Text segment Block Start
As I have mentioned in a previous post my father had sleep apnea. I believe that his sleep apnea played a part in his heart problems and subsequent fatal heart attack. That was in 1977. No one at that time even mentioned that he might have had sleep apnea. Of course people have been suffering from this sleep disorder for a long time. Treatments for sleep apnea are relatively new.
The history of sleep apnea
Strangely enough the first mention of sleep apnea came in a round about way from literature. A 20th century physician, William Osler, a fan of Charles Dickens, noticed that one of the characters in the Pickwick Papers had a sleeping disorder that now could be considered Obstructive Sleep Apnea. Osler referred to patients who had similar problems as “Pickwickian. “
In 1965 a group of French Doctors, lead by Dr. Gastault determined that the interruption of sleep happened over and over again every night. In 1978 a Harvard Physician Dr. John Remmer made the connection between the blockage of the airway and the interruption of sleep. Dr Remmer also coined the phrase “obstructive Sleep Apnea.”
Text segment Block End
◆ **Required tasks**
a – Answer these questions using the passage on sleep apnea history:
(i) In what year did the writer's father have his fatal heart attack?
(ii) In which book did William Osler notice a character with a sleeping disorder?
(iii) Who coined the phrase "obstructive sleep apnea"?
b – Carry on the sleep apnea piece from its final sentence, keeping the same personal voice.
Data under study Block Start
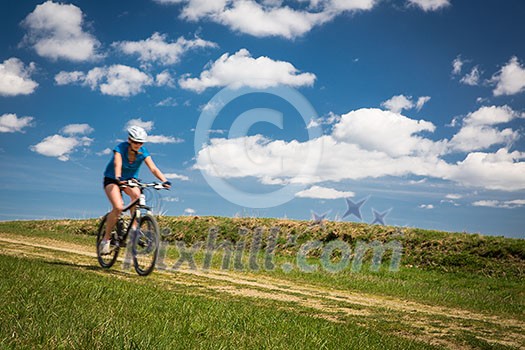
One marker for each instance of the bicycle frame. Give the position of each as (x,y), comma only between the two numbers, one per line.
(139,202)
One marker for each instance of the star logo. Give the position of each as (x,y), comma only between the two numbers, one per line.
(379,218)
(354,208)
(318,220)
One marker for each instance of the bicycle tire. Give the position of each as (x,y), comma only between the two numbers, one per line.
(106,261)
(145,246)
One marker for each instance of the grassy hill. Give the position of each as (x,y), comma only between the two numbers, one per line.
(450,290)
(425,249)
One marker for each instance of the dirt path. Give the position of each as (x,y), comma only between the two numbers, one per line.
(433,324)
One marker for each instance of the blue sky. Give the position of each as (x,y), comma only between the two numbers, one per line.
(415,106)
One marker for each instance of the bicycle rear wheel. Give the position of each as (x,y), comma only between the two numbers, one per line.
(107,260)
(145,246)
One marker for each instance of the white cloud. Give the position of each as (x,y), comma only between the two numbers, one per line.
(421,101)
(173,176)
(517,203)
(471,78)
(65,78)
(324,193)
(163,139)
(502,170)
(164,79)
(457,65)
(398,103)
(367,143)
(167,102)
(11,123)
(77,129)
(429,5)
(384,131)
(510,79)
(104,152)
(453,196)
(269,18)
(115,80)
(157,48)
(15,78)
(478,133)
(59,146)
(241,69)
(55,31)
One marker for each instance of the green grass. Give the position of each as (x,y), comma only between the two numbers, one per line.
(56,305)
(474,272)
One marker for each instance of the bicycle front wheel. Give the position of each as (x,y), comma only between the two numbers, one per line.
(145,246)
(107,260)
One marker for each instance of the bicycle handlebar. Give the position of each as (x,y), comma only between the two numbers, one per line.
(137,183)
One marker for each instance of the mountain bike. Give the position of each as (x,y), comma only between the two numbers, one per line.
(144,240)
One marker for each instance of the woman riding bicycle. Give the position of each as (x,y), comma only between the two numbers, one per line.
(124,165)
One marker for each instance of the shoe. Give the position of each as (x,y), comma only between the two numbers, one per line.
(105,247)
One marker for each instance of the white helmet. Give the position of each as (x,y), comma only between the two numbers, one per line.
(137,134)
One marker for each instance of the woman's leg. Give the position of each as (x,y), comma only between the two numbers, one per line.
(115,197)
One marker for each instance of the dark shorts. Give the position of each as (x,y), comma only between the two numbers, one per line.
(108,180)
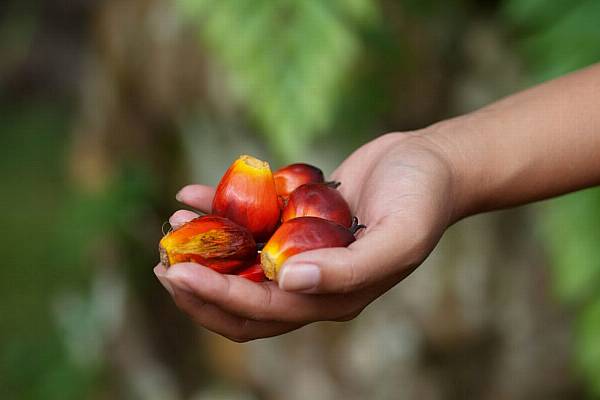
Data under study Block End
◆ **Responses in order**
a –
(i) 1977
(ii) The Pickwick Papers
(iii) Dr. John Remmer

b –
One of the earliest methods of relieving sleep apnea was having a Tracheotomy which was an extreme cure for sleep apnea.
The invention of the cpap (Continuous Positive Airway Pressure) came about in 1981 by an Australian doctor, Dr. Colin Sullivan and his associates made the first cpap machine. Since then the cpap has improved over the years and has become one of the most effective methods of relief from sleep apnea.
Today, not only is the cpap and its various forms are used to cure sleep apnea, there are also surgeries and dental devices. The type of treatment depends greatly on the severity of your sleep apnea.